Location labeling records
Start

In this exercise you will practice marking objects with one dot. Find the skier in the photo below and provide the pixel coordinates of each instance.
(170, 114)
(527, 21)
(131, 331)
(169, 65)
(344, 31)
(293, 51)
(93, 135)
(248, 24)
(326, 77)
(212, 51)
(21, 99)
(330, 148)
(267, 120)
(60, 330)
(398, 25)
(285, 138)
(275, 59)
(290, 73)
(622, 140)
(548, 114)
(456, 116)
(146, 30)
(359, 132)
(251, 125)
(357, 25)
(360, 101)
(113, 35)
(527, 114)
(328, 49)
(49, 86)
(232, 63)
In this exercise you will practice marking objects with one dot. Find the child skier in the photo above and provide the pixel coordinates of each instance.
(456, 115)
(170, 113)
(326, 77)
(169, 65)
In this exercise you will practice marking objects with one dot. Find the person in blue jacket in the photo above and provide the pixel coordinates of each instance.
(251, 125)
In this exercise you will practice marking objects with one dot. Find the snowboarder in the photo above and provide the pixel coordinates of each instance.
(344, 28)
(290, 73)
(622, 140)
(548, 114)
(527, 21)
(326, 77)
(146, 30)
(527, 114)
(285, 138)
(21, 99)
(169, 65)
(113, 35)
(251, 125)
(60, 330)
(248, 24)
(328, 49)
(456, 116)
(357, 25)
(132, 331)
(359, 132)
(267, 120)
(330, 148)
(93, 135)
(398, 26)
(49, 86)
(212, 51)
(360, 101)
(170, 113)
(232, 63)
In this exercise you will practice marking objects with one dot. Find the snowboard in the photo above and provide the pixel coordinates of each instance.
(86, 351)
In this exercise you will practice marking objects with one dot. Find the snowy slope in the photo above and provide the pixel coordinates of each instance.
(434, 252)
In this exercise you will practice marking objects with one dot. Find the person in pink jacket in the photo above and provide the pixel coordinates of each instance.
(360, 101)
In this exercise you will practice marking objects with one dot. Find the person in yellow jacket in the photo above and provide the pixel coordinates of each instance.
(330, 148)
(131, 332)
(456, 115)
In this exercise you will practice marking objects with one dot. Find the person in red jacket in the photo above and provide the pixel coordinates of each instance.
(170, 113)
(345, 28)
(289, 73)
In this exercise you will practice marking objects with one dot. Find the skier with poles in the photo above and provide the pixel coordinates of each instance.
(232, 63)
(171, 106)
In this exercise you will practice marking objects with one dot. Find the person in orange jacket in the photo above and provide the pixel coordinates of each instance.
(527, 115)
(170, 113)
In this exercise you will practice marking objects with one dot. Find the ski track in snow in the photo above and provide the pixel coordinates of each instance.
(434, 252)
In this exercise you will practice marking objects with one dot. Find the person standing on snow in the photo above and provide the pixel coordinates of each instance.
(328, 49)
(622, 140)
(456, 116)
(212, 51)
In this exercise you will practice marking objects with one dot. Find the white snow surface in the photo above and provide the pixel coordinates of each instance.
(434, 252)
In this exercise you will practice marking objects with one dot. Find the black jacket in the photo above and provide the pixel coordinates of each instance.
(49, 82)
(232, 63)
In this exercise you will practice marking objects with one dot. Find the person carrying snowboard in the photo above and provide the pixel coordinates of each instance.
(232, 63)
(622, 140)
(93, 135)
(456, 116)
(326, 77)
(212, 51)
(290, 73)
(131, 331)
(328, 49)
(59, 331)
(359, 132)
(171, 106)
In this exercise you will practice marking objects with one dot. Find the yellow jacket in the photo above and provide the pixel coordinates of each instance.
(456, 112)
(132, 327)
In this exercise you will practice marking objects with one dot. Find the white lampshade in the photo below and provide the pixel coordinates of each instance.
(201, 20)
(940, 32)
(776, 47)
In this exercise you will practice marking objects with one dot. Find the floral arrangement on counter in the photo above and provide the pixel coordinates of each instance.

End

Write the whole listing out again. Keep every line exactly as it is.

Finished answer:
In this exercise you will practice marking objects with one dot. Find the skier in the photo below and provide the pixel coordinates of each instance.
(170, 114)
(527, 21)
(131, 331)
(169, 65)
(344, 31)
(293, 51)
(93, 135)
(248, 24)
(326, 77)
(212, 51)
(21, 99)
(330, 148)
(267, 120)
(60, 330)
(398, 25)
(285, 138)
(275, 59)
(290, 73)
(622, 140)
(548, 114)
(456, 116)
(146, 30)
(359, 132)
(251, 125)
(357, 25)
(360, 101)
(113, 35)
(527, 114)
(328, 49)
(49, 86)
(232, 63)
In this exercise you will practice marking objects with one dot. Find the child skier in the photo above and provide the pixel coordinates of each instance.
(456, 115)
(170, 113)
(326, 77)
(169, 65)
In this exercise you will practice marking objects with one dot. Find the person in blue jacket in the photo above and provide the pixel coordinates of each instance.
(251, 125)
In this exercise you will practice marking objects with one dot. Find the snowboarder in the photo above and provide the pixel coordinates of each instance.
(344, 28)
(290, 73)
(622, 140)
(548, 114)
(527, 21)
(326, 77)
(146, 30)
(527, 114)
(285, 138)
(21, 99)
(169, 65)
(113, 35)
(251, 125)
(60, 330)
(248, 24)
(328, 49)
(456, 116)
(357, 25)
(132, 331)
(359, 132)
(267, 120)
(330, 148)
(93, 135)
(398, 26)
(49, 86)
(212, 51)
(360, 101)
(170, 113)
(232, 63)
In this exercise you will practice marking objects with one dot. Find the snowboard in the photo above and provide the pixel coordinates of each instance.
(86, 351)
In this exercise you will practice marking objects with one dot. Find the snowy slope in the photo above and provide the pixel coordinates of each instance.
(434, 252)
In this exercise you will practice marking objects with one dot. Find the person in pink jacket in the photo above and provide the pixel coordinates of each instance.
(360, 101)
In this exercise you will practice marking objects with one dot. Find the person in yellow jacket in the photo above and provide the pixel coordinates of each instance.
(330, 148)
(131, 332)
(456, 115)
In this exercise you will practice marking objects with one dot. Find the person in red jacket in the photo above and provide the pixel coordinates of each instance.
(170, 113)
(345, 28)
(289, 73)
In this exercise you will practice marking objects with one dot. Find the skier with poles in the photo above and provide the pixel coordinates of each instance.
(232, 63)
(171, 106)
In this exercise you will practice marking objects with one dot. Find the person in orange jacket in the photo above and provide the pixel coordinates of each instance.
(527, 115)
(170, 113)
In this exercise you will practice marking objects with one dot. Find the ski track in snow in the photo above and provide the pixel coordinates of each instance.
(434, 252)
In this exercise you will practice marking objects with one dot. Find the person standing on snow in the photo above and provide the pixel coordinates of each instance.
(328, 49)
(622, 140)
(456, 116)
(212, 51)
In this exercise you will practice marking objects with one dot. Find the white snow surface in the photo above and provide the pixel coordinates of each instance.
(434, 252)
In this exercise you will practice marking objects with one dot. Find the black jacket in the photo above and provide the pixel coordinates of each instance.
(49, 82)
(232, 63)
In this exercise you will practice marking objects with one dot. Find the person carrying snowboard in the photo above and provide the pixel coordinates of each instance.
(232, 63)
(622, 140)
(93, 135)
(456, 116)
(326, 77)
(212, 51)
(290, 73)
(131, 331)
(328, 49)
(59, 331)
(359, 132)
(171, 106)
In this exercise you will practice marking objects with one dot. Find the yellow jacket in the photo above and provide the pixel coordinates of each instance.
(456, 112)
(132, 327)
In this exercise you will practice marking objects with one dot. Find the white lampshade in the photo below and provide the pixel coordinates of each instance.
(201, 20)
(940, 32)
(776, 47)
In this exercise you will practice marking objects with one dot. Find the floral arrangement on counter in the photo above and provide the pixel coordinates of each instance.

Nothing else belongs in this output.